> **Aim of the task**
Filter the entries beneath this task, copying only the lines that hold the word "yellow".

________________________

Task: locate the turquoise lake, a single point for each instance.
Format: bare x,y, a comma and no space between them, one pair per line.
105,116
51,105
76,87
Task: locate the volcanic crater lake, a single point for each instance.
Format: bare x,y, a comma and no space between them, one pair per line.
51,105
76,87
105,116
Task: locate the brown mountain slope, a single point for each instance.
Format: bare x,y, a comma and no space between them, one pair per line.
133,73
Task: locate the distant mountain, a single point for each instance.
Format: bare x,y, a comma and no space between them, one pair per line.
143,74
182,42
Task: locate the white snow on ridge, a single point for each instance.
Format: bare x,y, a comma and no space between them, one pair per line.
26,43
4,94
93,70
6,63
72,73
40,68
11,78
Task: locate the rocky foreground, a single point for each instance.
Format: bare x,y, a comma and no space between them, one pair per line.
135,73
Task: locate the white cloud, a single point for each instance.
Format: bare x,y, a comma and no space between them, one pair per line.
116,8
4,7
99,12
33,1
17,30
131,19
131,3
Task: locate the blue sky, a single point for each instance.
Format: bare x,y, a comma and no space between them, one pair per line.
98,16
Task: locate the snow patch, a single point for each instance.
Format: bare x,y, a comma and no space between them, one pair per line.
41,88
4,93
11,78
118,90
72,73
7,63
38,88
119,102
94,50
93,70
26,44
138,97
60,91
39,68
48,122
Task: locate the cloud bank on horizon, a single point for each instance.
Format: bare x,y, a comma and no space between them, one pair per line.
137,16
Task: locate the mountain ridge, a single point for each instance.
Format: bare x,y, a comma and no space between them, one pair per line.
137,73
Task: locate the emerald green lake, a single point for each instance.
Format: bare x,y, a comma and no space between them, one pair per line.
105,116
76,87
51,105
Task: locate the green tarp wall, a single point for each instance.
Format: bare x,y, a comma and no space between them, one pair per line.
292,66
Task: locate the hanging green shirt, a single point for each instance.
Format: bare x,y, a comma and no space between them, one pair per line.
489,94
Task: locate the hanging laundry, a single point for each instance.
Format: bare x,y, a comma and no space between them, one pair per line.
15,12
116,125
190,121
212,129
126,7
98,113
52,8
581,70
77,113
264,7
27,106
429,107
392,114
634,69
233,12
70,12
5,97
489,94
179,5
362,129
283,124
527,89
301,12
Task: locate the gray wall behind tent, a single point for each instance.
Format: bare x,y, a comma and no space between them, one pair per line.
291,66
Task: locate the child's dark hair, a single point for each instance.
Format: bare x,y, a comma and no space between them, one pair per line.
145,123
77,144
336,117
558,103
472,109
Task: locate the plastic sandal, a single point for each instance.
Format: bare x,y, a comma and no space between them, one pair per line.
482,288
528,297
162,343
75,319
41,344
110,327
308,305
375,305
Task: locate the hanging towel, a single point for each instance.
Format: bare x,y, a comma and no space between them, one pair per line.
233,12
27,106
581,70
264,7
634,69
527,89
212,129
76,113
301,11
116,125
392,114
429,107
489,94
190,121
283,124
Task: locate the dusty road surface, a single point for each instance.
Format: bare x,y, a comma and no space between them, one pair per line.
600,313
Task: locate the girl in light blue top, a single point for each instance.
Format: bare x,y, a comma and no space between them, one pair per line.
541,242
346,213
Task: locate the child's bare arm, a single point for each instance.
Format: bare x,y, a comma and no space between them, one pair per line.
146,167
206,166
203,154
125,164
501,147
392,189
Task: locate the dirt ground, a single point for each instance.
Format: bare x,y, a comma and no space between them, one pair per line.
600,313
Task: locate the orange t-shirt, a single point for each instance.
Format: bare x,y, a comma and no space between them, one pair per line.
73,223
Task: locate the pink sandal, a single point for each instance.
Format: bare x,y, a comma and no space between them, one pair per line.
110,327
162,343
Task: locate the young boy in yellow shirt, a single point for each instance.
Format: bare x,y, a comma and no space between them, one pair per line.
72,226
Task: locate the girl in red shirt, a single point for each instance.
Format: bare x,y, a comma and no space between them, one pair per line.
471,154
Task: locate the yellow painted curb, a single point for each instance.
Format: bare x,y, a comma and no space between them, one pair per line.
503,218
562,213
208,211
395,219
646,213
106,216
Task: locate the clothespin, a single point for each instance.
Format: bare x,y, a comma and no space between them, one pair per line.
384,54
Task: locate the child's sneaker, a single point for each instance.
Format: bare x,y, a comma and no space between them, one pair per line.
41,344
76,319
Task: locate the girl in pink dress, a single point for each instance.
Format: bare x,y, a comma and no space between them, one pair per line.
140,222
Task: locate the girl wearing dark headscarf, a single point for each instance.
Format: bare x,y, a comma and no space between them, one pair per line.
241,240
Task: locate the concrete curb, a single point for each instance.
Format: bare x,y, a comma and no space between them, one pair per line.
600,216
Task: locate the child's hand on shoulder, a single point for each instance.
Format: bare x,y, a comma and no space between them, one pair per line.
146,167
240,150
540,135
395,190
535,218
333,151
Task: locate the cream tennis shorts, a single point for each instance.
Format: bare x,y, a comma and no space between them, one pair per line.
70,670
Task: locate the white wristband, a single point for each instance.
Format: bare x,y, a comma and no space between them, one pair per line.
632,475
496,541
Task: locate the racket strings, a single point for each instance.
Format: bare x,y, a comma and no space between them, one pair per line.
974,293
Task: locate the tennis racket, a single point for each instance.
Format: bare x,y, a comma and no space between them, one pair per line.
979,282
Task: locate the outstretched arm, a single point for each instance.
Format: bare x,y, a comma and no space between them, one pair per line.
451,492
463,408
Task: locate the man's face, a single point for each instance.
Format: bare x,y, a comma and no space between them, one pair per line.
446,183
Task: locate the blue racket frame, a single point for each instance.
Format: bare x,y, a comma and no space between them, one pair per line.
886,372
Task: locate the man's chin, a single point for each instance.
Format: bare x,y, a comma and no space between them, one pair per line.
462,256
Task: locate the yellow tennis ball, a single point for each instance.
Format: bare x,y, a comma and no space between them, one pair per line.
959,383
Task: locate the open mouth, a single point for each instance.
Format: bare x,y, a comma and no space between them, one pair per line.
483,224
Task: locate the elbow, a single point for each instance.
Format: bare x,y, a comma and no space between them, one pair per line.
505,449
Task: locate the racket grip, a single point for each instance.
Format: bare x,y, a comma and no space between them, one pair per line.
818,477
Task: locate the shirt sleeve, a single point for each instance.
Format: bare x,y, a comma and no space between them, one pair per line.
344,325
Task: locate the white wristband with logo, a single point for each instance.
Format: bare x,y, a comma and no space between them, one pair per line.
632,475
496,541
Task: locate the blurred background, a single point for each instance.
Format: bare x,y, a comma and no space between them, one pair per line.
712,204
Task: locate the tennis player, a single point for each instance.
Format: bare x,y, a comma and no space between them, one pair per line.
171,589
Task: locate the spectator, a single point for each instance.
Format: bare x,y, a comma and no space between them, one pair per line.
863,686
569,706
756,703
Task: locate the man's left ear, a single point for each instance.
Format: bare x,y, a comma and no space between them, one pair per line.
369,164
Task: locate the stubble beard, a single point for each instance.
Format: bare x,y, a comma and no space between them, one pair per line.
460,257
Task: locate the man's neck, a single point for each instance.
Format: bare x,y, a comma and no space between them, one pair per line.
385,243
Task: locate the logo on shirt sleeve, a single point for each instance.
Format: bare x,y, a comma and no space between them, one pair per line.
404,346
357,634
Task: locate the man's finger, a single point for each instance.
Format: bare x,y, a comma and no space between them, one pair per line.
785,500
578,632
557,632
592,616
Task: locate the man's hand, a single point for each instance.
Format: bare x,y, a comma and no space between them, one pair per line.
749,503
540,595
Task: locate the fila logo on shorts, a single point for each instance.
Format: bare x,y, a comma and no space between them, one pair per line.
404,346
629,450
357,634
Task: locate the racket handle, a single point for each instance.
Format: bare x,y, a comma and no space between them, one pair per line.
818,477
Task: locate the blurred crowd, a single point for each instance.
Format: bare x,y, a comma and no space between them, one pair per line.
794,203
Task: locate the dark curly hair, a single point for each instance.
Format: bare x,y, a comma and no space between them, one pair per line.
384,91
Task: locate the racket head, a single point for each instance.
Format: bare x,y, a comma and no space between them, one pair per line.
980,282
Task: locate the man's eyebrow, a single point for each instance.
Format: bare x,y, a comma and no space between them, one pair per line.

________________________

> **Reply to the task**
Task: locate the young boy in yellow shirt, a single point for each instance.
Task: locate the yellow painted curb, a single point for each instance.
Task: locate the yellow tennis ball, a single point for each instance.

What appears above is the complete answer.